▶ _Exercise objective_
Return every line of the listing below so that it matches the original exactly.

▶ _Supplied records_
============
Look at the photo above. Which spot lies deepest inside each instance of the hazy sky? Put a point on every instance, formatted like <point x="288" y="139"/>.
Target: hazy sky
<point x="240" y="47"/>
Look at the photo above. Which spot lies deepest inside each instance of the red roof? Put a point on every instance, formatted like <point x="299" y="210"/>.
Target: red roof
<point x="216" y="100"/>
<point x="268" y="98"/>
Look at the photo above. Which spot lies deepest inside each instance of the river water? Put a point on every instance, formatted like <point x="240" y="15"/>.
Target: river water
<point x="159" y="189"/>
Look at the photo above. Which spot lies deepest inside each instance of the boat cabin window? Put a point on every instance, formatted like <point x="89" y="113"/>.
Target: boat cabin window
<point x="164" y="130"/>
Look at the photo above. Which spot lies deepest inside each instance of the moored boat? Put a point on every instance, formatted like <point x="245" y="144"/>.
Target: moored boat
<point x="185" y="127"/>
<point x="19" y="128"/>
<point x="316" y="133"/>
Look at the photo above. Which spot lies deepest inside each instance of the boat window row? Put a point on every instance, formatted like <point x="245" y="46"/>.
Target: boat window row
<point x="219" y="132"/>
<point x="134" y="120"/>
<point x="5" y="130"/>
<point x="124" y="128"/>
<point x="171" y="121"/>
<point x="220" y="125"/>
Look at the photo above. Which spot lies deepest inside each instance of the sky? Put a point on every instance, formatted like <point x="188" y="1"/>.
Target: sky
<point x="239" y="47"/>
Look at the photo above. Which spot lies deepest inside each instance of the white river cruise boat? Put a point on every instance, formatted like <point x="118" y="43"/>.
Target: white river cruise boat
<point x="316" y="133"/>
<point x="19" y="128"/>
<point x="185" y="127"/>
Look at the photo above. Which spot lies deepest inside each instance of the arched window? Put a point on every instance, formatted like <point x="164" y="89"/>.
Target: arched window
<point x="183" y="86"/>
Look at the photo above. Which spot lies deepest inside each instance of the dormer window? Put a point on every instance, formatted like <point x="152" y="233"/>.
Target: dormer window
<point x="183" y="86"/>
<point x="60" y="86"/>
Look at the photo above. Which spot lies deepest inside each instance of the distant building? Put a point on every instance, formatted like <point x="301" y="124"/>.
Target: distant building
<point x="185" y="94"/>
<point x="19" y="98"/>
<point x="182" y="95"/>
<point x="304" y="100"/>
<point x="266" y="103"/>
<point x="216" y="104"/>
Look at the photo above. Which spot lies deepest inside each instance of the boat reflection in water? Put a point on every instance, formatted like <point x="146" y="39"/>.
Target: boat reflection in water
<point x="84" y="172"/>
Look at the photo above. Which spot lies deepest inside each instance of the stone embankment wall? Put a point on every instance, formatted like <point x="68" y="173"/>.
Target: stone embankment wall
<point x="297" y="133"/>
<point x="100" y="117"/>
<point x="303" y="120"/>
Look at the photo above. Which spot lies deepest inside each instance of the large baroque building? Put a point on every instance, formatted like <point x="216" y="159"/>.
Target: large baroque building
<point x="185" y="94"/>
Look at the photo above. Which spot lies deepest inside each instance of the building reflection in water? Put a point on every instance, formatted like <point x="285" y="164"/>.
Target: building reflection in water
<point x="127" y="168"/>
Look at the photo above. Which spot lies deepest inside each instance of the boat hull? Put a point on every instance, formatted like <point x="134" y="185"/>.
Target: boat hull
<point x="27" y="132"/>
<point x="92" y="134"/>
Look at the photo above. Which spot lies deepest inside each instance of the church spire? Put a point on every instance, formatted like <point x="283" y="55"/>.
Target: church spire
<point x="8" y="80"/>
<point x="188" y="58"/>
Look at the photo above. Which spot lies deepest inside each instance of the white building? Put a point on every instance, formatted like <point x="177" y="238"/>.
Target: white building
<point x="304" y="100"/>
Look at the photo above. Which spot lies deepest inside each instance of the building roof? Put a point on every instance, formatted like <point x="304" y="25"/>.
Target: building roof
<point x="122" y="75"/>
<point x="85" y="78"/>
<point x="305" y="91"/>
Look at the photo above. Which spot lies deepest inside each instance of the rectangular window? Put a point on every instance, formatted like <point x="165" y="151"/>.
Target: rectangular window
============
▶ _Result of the exercise_
Look at the photo above. Which spot lies deepest inside each instance of the hazy sky? Put a point on every instance, formatted like <point x="288" y="139"/>.
Target: hazy sky
<point x="240" y="47"/>
Look at the photo above. Which spot lies deepest inside each instance of the red roof? Put a point on every instance, formatted like <point x="299" y="210"/>.
Target: red roof
<point x="216" y="100"/>
<point x="268" y="98"/>
Look at the photo above. Which spot lies deepest inside each instance of the river water? Put a point on every instance, formatted like <point x="240" y="15"/>.
Target: river water
<point x="159" y="189"/>
Look at the photo above. Which spot lies deepest inside each instance of the boat cabin window? Put a point on every instance, formatted like <point x="89" y="113"/>.
Target: boat cabin window
<point x="164" y="130"/>
Look at the photo above. Which spot lies deepest inside each instance of the moored boat? Put a point on every instance, formatted like <point x="245" y="144"/>.
Target: moored boat
<point x="185" y="127"/>
<point x="19" y="128"/>
<point x="316" y="133"/>
Look at the photo above. Which spot lies deepest inside each instance of the boat window row? Put a point on every instance, formatted like <point x="245" y="46"/>.
Target: boat window row
<point x="219" y="132"/>
<point x="134" y="120"/>
<point x="5" y="130"/>
<point x="124" y="128"/>
<point x="171" y="121"/>
<point x="220" y="125"/>
Look at the photo above. Which spot lies deepest inside each instance of the sky? Put a point on every instance, formatted like <point x="188" y="1"/>.
Target: sky
<point x="239" y="47"/>
Look at the photo above. Which spot lies deepest inside each instance of the white river cruise boat? Put a point on every instance, formatted like <point x="118" y="43"/>.
Target: white river cruise boat
<point x="316" y="133"/>
<point x="19" y="128"/>
<point x="185" y="127"/>
Look at the photo above. Which spot lies deepest inside each instance of the arched window? Put a point on every instance, formatted like <point x="164" y="89"/>.
Target: arched window
<point x="183" y="86"/>
Look at the photo above. Which spot lies deepest inside each instance of the dormer window? Put a point on every instance, formatted like <point x="152" y="233"/>.
Target: dormer window
<point x="183" y="86"/>
<point x="60" y="86"/>
Look at the photo above. Which spot lies deepest inside each instance of the distant building? Put a point on every instance, formatted like <point x="301" y="124"/>.
Target: distant building
<point x="185" y="94"/>
<point x="19" y="98"/>
<point x="182" y="95"/>
<point x="304" y="100"/>
<point x="266" y="103"/>
<point x="216" y="104"/>
Look at the photo above. Which spot lies deepest inside each instance of the boat reflection in water? Put a point on every instance, formatted like <point x="146" y="39"/>.
Target: boat reflection in water
<point x="84" y="172"/>
Look at the photo above. Which spot lies deepest inside each instance of the stone embankment wall? Put a point on every instance, formatted like <point x="68" y="173"/>.
Target: stone embankment wall
<point x="297" y="133"/>
<point x="100" y="117"/>
<point x="303" y="120"/>
Look at the photo above. Which spot lies deepest inside each instance of the large baroque building? Put a point on every instance, formatted like <point x="216" y="159"/>.
Target: large baroque building
<point x="185" y="94"/>
Look at the photo above. Which spot lies deepest inside each instance of the building reflection in water? Put a point on every instance, formatted like <point x="285" y="164"/>.
Target: building reflection in water
<point x="127" y="168"/>
Look at the photo above. Which spot lies deepest inside each instance of the boat hull? Put a point on every instance, formatted like <point x="134" y="185"/>.
Target: boat hull
<point x="27" y="132"/>
<point x="92" y="134"/>
Look at the photo above. Which spot lies deepest inside each instance of the church spire? Put a point on every instance, formatted like <point x="283" y="55"/>.
Target: church spire
<point x="8" y="80"/>
<point x="188" y="58"/>
Look at the photo above. Which spot lies deepest inside each instance of the white building? Put a point on every instance, formatted like <point x="177" y="238"/>.
Target: white building
<point x="304" y="100"/>
Look at the photo above. Which spot lies deepest inside each instance of the building roof? Put a point on every instance, formatted like <point x="304" y="25"/>.
Target: building roof
<point x="122" y="75"/>
<point x="85" y="78"/>
<point x="305" y="91"/>
Look at the photo above. Which spot lies deepest inside each instance of the rectangular window? Put a point on every instance, formatted like <point x="165" y="151"/>.
Target: rectangular window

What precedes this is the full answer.